## Required task 1
Tally how many lines in the rows contain the string "ceiling", counting only matches with the same case, and reply with the number alone.

- - -

You’ve described yourself as “self-taught” in terms of design. What do you mean by that? graphic design?

When I say self-taught, I mean you study a lot of other people’s work. The sign shop my dad had (for example) dealt with graphics, and it dealt with materials, and I found that connection really interested me. Later on, I discovered the work of Charles and Ray Eames—just sort of checking them out as a high school student in bookstores and libraries. And, of course, my self-guided curriculum at University of the Arts at night.

What drew you to the work of Charles and Ray Eames? How did they help inform your concept of EGD?

I love their incredibly broad view of design. They would act on their curiosity, and they had this fearlessness in terms of what they would go after. Back in the day, there weren’t as many silos, so they had everything available to them. So frankly, that’s what eventually led me into environmental graphic design, because I felt like that was a design discipline that gave you the freedom to converge disciplines.

After college, what did you do?

I began to grow the sign shop and eventually transformed that into a firm called AGS. It was an eight-person environmental graphic design studio and a manufacturing operation of about 70 people.

There’s this weird sensibility that those in the manufacturing world aren’t the creatives, and those in the design world are. But the Eames knew better. They made stuff. And so I learned: “How do people who make things think?” That’s how I got involved.

Why did you later shift focus away from AGS and start Exit and J2?

The reason I shifted: I felt that the design work was limited. AGS was primarily a design/build firm and I felt I was missing out on the opportunities as a design studio, if I am also connected to a fabrication operation.

I was having a lot of personal challenges at that time in my life, too. I knew I needed to make big changes. I always say you never want to waste a good trauma! So, what’s next? What is most important to me in my life? I started writing down words that described how I want to live: “explore,” “experience,” “examine,” “explain,” “exuberant,” “excellence.” And then I wrote down “exfoliate,” and I realized, these are all “ex” words.

- - -

## Required task 2
Recast the paragraph of the design interview above that begins "When I say self-taught" as a short bulleted list that keeps its main facts.

## Rows from a dataset
- - -

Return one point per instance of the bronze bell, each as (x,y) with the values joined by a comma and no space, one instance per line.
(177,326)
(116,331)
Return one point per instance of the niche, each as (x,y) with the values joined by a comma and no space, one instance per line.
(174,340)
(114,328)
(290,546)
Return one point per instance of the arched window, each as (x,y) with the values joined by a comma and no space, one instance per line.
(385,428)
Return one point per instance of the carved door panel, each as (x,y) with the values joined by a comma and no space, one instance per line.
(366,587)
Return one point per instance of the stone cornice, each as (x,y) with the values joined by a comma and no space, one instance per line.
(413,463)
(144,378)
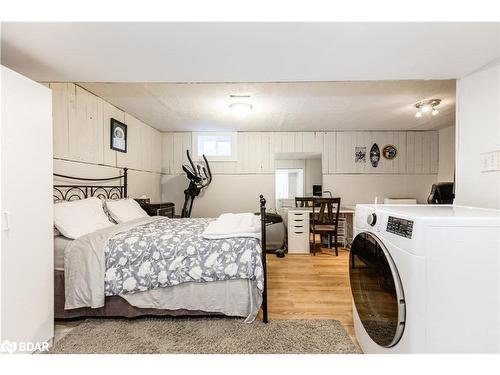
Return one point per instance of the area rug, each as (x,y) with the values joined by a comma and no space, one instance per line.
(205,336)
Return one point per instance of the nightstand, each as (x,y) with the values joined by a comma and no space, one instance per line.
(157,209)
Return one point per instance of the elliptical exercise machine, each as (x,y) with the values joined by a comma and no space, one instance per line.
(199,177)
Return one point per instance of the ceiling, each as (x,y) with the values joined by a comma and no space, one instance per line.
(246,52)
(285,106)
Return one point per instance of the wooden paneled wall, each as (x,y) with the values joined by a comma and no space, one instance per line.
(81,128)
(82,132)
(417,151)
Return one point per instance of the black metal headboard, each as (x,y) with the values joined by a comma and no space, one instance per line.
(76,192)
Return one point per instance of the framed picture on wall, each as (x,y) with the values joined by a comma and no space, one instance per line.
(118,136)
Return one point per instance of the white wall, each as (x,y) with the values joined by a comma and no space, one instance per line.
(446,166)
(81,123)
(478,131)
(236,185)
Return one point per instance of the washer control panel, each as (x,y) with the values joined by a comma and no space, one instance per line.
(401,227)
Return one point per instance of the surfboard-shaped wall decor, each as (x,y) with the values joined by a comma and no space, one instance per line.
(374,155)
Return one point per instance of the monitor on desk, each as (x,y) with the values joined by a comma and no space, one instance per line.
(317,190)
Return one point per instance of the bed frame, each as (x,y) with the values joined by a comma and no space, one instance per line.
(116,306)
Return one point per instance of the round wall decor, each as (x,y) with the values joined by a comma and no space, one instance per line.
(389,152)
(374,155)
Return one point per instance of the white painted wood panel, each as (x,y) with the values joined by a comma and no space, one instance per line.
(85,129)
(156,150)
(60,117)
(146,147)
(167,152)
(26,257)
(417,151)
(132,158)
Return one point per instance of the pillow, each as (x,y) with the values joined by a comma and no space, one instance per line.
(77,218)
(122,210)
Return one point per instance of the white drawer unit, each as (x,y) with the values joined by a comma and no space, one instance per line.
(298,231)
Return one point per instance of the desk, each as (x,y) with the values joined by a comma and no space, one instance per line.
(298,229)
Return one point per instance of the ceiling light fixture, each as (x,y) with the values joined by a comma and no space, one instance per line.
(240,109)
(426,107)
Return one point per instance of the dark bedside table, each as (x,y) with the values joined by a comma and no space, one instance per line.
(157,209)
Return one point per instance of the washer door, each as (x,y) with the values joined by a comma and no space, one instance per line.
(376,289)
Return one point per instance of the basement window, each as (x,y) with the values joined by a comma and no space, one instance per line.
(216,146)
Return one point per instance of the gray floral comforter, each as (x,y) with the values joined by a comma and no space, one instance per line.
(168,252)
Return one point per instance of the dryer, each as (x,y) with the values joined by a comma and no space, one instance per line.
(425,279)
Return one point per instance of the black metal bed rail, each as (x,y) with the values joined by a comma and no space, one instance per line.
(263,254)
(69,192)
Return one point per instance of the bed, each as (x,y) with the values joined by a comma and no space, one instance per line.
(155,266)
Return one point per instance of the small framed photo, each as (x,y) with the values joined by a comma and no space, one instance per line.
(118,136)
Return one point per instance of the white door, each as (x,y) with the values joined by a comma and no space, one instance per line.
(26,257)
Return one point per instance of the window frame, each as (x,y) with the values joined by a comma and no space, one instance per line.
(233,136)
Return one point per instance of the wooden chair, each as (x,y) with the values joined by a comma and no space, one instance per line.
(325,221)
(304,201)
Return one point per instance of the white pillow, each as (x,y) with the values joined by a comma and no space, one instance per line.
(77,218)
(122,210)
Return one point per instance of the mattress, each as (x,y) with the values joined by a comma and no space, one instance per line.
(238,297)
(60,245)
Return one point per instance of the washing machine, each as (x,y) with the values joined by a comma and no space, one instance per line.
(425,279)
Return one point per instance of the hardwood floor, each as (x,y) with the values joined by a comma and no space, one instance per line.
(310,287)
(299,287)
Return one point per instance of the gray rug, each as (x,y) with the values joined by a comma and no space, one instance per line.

- - -

## Problem solution 1
2

## Problem solution 2
- Self-taught means studying a lot of other people's work.
- The speaker's dad's sign shop dealt with graphics and materials, and that connection interested the speaker.
- Later, as a high school student, the speaker discovered the work of Charles and Ray Eames in bookstores and libraries.
- The speaker followed a self-guided curriculum at night at University of the Arts.